### Texto de referencia
Dos por tres
El agitado calendario de urnas de 2015, con elecciones locales y nacionales con sus respectivas PASO, primeras vueltas y balotajes, reafirmó una sensación: la de que en la Argentina votamos mucho. Los números del mencionado año son poderosos: en algunos distritos como CABA, la gente debió ir a acercarse a su escuela correspondiente más del 10% del total de domingos.

Más allá de las peculiaridades de 2015, la frecuencia electoral es un tema que suele aparecer sobre el tapete y sobre el cual diferentes sectores de la ciudadanía manifiestan su malestar: parten de la premisa que ir a las urnas cada dos años implica una tergiversación de la agenda pública, ya que los políticos no estarían haciendo aquello para lo que fueron elegidos, sino pensando en sus capacidades de reacomodarse en la siguiente contienda.

Un año más, el año de gobierno

La propuesta de reforma que más resuena consiste en estirar el período inter-electoral de dos a tres años, de forma tal que el año sándwich sea de puro “gobierno”. Este argumento tiene una gran falencia: la cantidad de evidencia empírica acumulada demuestra que en todos los rincones del mundo los políticos viven de campaña, independientemente de que renueven su mandato dos o tres años después de haber sido ungidos por la sociedad. Es la naturaleza de la política mediatizada, de la videopolítica, de la inmediatez de las relaciones entre los ciudadanos y los funcionarios que habilitan las redes sociales.

El ciclo electoral poco y nada tiene que ver con esto. A lo sumo, pueden vislumbrarse algunas estrategias de políticas públicas con una visión de corto plazo para generar un impacto de crecimiento o una mejora súbita de la economía que posicione mejor a quien está al mando como para que su fuerza política continúe por la senda de la victoria. Un ejemplo: en épocas recientes, muchos partidos del Conurbano se alfombraban de asfalto en los días previos a las elecciones, incluyendo (o en especial en) algunas localidades que parecían olvidadas en el fondo del tarro. Pero una vez más, la evidencia empírica derrota cualquier presunción: rara vez un político logra inclinar la balanza a su favor sólo a partir de un impulso mágico a la economía o de una calle carente de baches.

Un fenómeno de muchos países

La historia de la política democrática de los últimos años es vasta también en ejemplos que demuestran que los nuevos líderes se niegan a realizar reformas estructurales. Esto no es un fenómeno exclusivo de la Argentina ni de la región: ocurre literalmente en todos lados. Así, prevalecen los liderazgos con bajo impacto “transformacional” y de agendas acotadas, tanto en países con alta frecuencia electoral como el nuestro como en otros donde la visita a las urnas es más espaciada: una vez más, la relación entre calendario electoral y políticas “transformaciones” es, al menos, endeble.

### Datos proporcionados
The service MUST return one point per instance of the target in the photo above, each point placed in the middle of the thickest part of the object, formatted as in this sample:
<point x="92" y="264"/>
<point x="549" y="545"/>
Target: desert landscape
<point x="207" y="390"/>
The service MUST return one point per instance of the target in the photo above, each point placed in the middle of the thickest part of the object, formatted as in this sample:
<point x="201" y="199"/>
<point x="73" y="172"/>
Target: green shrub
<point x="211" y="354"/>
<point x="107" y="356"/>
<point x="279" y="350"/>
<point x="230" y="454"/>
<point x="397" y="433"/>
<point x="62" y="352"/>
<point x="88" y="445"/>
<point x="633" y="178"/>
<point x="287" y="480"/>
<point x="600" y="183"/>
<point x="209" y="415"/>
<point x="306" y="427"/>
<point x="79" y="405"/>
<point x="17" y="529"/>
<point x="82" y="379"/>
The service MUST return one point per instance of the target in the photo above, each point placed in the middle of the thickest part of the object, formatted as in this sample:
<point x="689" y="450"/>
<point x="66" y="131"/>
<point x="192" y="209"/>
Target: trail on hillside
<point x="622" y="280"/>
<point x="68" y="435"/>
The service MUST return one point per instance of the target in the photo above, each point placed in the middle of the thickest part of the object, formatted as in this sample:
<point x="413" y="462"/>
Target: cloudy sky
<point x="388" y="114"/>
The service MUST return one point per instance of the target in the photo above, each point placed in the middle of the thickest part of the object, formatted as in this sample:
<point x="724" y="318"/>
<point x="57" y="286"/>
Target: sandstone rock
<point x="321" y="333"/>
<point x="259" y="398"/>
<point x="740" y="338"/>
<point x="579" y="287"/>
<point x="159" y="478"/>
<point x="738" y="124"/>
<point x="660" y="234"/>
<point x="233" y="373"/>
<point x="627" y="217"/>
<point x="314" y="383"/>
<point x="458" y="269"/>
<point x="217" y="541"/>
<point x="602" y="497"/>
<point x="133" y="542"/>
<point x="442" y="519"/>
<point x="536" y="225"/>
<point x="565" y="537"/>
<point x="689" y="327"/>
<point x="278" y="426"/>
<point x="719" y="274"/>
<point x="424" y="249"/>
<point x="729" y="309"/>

### Trabajo a realizar
Según el texto sobre la frecuencia electoral, ¿a cuántos años busca extender el período inter-electoral la propuesta de reforma que más resuena? Los datos no intervienen en esta tarea.

### Respuesta del ejercicio
A tres años, en lugar de dos.